Set problem> Print the listing below exactly.

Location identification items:
☆ ☆ ☆ ☆ ☆

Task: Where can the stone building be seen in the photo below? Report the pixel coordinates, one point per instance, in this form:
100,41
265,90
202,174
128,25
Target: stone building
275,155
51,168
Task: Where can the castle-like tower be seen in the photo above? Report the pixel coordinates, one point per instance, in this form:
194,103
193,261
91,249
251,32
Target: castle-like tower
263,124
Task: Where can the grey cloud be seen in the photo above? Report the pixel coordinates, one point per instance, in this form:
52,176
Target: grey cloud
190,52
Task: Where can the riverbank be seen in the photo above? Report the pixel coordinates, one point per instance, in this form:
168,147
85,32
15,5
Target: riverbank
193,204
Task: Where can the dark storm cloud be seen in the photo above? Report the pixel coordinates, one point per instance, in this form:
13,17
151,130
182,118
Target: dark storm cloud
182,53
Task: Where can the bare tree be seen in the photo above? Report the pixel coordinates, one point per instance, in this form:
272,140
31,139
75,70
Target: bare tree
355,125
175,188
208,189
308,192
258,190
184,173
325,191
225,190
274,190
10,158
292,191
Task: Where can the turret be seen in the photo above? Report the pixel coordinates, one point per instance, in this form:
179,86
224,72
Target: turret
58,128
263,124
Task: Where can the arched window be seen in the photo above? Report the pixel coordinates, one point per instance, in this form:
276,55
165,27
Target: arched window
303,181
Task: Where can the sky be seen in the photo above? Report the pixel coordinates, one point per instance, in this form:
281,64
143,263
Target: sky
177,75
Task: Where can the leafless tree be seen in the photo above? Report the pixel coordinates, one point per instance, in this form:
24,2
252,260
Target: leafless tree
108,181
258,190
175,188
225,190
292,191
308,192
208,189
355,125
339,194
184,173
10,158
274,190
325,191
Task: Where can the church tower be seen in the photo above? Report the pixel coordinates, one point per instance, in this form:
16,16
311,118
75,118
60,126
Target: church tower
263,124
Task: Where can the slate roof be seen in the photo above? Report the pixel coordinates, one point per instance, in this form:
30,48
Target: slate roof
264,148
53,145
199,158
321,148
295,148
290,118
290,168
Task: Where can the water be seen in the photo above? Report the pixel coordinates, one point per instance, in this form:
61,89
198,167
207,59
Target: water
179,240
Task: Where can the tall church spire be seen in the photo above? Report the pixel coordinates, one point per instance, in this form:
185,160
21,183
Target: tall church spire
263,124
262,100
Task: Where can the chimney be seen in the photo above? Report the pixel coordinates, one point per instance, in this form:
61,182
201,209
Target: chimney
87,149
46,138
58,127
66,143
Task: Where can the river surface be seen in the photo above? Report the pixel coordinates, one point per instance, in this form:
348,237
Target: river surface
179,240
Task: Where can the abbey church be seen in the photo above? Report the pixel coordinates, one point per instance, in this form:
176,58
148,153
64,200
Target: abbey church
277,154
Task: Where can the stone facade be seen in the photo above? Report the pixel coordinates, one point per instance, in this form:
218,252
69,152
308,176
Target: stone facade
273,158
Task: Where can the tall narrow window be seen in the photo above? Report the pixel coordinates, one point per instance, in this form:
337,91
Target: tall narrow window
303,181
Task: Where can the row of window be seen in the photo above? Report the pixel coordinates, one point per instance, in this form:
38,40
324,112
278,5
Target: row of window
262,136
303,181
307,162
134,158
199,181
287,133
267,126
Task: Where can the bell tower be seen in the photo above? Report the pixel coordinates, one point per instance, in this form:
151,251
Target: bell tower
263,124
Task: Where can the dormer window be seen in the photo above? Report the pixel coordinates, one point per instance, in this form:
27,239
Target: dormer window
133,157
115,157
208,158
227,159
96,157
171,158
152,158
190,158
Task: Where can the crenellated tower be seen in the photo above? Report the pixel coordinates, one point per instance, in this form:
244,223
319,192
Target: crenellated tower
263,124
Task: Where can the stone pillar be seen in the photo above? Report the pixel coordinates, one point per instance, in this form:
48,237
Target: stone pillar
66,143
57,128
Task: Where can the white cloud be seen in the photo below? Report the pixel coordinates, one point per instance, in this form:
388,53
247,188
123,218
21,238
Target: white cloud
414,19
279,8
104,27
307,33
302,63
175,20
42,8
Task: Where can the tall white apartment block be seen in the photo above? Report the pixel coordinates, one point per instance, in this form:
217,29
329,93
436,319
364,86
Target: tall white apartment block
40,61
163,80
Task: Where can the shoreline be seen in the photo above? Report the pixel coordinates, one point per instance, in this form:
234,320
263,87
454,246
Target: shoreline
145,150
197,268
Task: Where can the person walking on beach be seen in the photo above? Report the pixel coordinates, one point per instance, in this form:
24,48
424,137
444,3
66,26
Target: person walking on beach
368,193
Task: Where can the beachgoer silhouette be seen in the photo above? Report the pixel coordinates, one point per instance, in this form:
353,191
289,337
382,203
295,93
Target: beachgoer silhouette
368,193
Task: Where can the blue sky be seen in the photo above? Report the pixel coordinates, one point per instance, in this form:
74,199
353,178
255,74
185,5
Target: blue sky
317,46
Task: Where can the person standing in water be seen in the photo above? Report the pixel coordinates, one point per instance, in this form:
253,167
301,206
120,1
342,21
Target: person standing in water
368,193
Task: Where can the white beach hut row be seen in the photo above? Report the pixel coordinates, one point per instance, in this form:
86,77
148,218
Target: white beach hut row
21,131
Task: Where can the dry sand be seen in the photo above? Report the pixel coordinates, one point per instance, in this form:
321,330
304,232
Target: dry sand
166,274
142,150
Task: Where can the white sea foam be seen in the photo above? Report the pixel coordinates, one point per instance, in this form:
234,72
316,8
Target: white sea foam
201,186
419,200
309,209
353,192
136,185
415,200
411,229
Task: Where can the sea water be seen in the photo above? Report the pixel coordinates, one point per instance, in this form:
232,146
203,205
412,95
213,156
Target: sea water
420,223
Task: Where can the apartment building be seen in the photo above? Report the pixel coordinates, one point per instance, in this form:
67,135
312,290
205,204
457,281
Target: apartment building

☆ ☆ ☆ ☆ ☆

Task output>
Task: Where can the stone building be seen in the photo below? Report the pixel coordinates, one point per instance, in this form:
100,41
265,90
202,174
128,25
Target: stone building
275,155
51,168
Task: Where can the castle-like tower be seen in the photo above? Report the pixel coordinates, one point per instance, in this form:
194,103
193,261
91,249
251,32
Target: castle-like tower
263,124
Task: Where can the grey cloud be seen in the photo above? Report the pixel coordinates, one point per instance, in this form:
52,176
Target: grey cloud
190,52
Task: Where can the riverbank be seen in the photo above? Report the pixel coordinates, one point per instance, in this form:
168,147
85,32
15,5
Target: riverbank
193,204
Task: Where can the dark storm cloud be seen in the photo above? Report the pixel coordinates, one point per instance, in this form:
13,17
151,130
182,118
Target: dark storm cloud
182,53
Task: Where can the bare tree be seen in the photo above? Report the pixel coordinates, one point per instance, in this form:
272,140
31,139
75,70
Target: bare tree
355,125
175,188
208,189
308,192
258,190
184,173
325,191
225,190
274,190
10,158
292,191
Task: Where can the turret be seen in the photo above? Report the pixel coordinates, one point per instance, in this form:
179,86
224,72
Target: turret
58,128
263,124
Task: Where can the arched window be seen in the photo above? Report the pixel coordinates, one point per instance, in this form:
276,55
165,27
Target: arched window
303,181
Task: Where can the sky be seen in the photo above? Report the pixel coordinates, one point per instance, in this form:
281,64
143,263
Target: sky
177,75
Task: Where can the leafless tree be seen in the photo above? Report the pixel coordinates, one point per instance, in this form:
24,2
252,260
Target: leafless tree
108,181
258,190
175,188
225,190
292,191
308,192
208,189
355,125
339,194
184,173
10,158
274,190
325,191
Task: Where can the church tower be seen in the photo above? Report the pixel coordinates, one point per instance, in this form:
16,16
311,118
75,118
60,126
Target: church tower
263,124
Task: Where can the slate roof be seen in the photo above? Report the pixel coordinates, one point per instance, in this form:
30,48
Target: slate roof
264,148
53,145
199,158
321,148
295,148
290,118
290,168
Task: Where can the water be seen in the photo above? Report the pixel coordinates, one point per instance, in this form:
61,89
198,167
207,59
Target: water
179,240
Task: Where can the tall church spire be seen in the photo above? Report the pixel coordinates, one point per instance, in this form:
185,160
21,183
Target: tall church spire
263,124
262,100
Task: Where can the chimney be seen in the photo above? Report the pixel coordinates, one point per instance, in this form:
61,182
201,209
Target: chimney
87,149
46,138
58,127
66,143
Task: Where can the river surface be seen in the photo above? Report the pixel coordinates, one point per instance, in this form:
348,237
Target: river surface
179,240
Task: Where can the abbey church be seen in the photo above? Report the pixel coordinates, one point per instance, in this form:
176,58
148,153
64,200
Target: abbey church
277,154
Task: Where can the stone facade be seen in the photo above? Report the pixel coordinates, one point per instance, in this form:
218,252
69,152
308,176
Target: stone facade
273,158
Task: Where can the tall narrow window be seen in the photo above? Report the pixel coordinates, one point per instance, in this form:
337,91
Target: tall narrow window
303,181
Task: Where can the row of window be seen in the photo above? Report the pixel coordinates, one point per instance, in this form:
38,40
324,112
278,5
Target: row of window
262,136
303,181
307,162
134,158
199,181
287,133
267,126
Task: Where can the bell tower be seen in the photo above? Report the pixel coordinates, one point per instance, in this form:
151,251
Target: bell tower
263,124
Task: Where can the dormer window be seen in the photo above? Report the pixel coordinates, one point per instance, in this form:
27,239
Target: dormer window
133,157
115,157
208,158
227,159
96,157
171,158
152,158
190,158
Task: Where can the crenellated tower be seen in the photo above? Report the pixel coordinates, one point per instance, in this form:
244,223
319,192
Target: crenellated tower
263,124
Task: Where can the stone pillar be seen in the photo above? Report the pixel coordinates, one point per instance, in this form:
48,237
Target: stone pillar
66,143
57,128
Task: Where can the white cloud be seen in the photo below? Report the pixel coordinates, one point per instance, in this form:
388,53
247,188
123,218
21,238
Target: white cloud
414,19
279,8
104,27
307,33
302,63
175,20
42,8
Task: Where can the tall white apartment block be seen in the photo above? Report the pixel coordinates, one point per instance, in this form:
217,29
329,93
436,319
364,86
Target: tall white apartment block
40,61
163,80
Task: Where can the shoreline be seen in the photo above? Report the pixel coordinates, one point per instance, in this form:
234,320
263,87
454,246
Target: shoreline
145,150
197,268
Task: Where can the person walking on beach be seen in the photo above? Report the pixel coordinates, one point per instance, in this form:
24,48
424,137
444,3
66,26
Target: person walking on beach
368,193
Task: Where can the beachgoer silhouette be seen in the photo above? Report the pixel coordinates, one point per instance, in this form:
353,191
289,337
382,203
295,93
Target: beachgoer silhouette
368,193
Task: Where can the blue sky be seen in the photo above? Report the pixel coordinates, one point per instance, in this form:
74,199
353,178
255,74
185,5
Target: blue sky
317,46
Task: Where can the person standing in water be seen in the photo above? Report the pixel coordinates, one point per instance, in this form:
253,167
301,206
120,1
342,21
Target: person standing in water
368,193
Task: Where can the white beach hut row be seen in the photo above? Report the pixel coordinates, one point per instance, in this form:
86,77
148,218
Target: white beach hut row
21,131
Task: Where can the dry sand be seen in the photo above? Report the pixel coordinates, one point per instance, in this form:
321,330
304,232
Target: dry sand
166,274
142,150
Task: Where can the white sea foam be seen in the photo above? Report the pixel coordinates, one point per instance, in this form:
234,72
316,8
Target: white sea foam
201,186
419,200
309,209
353,192
136,185
415,200
411,229
Task: Where can the sea water be seen in the photo above? Report the pixel coordinates, one point per instance, in this form:
232,146
203,205
412,95
213,156
Target: sea water
420,223
Task: Where can the apartment building be seen in the photo above? Report the pixel coordinates, one point per instance, in this form:
67,135
312,290
205,204
457,281
Target: apartment building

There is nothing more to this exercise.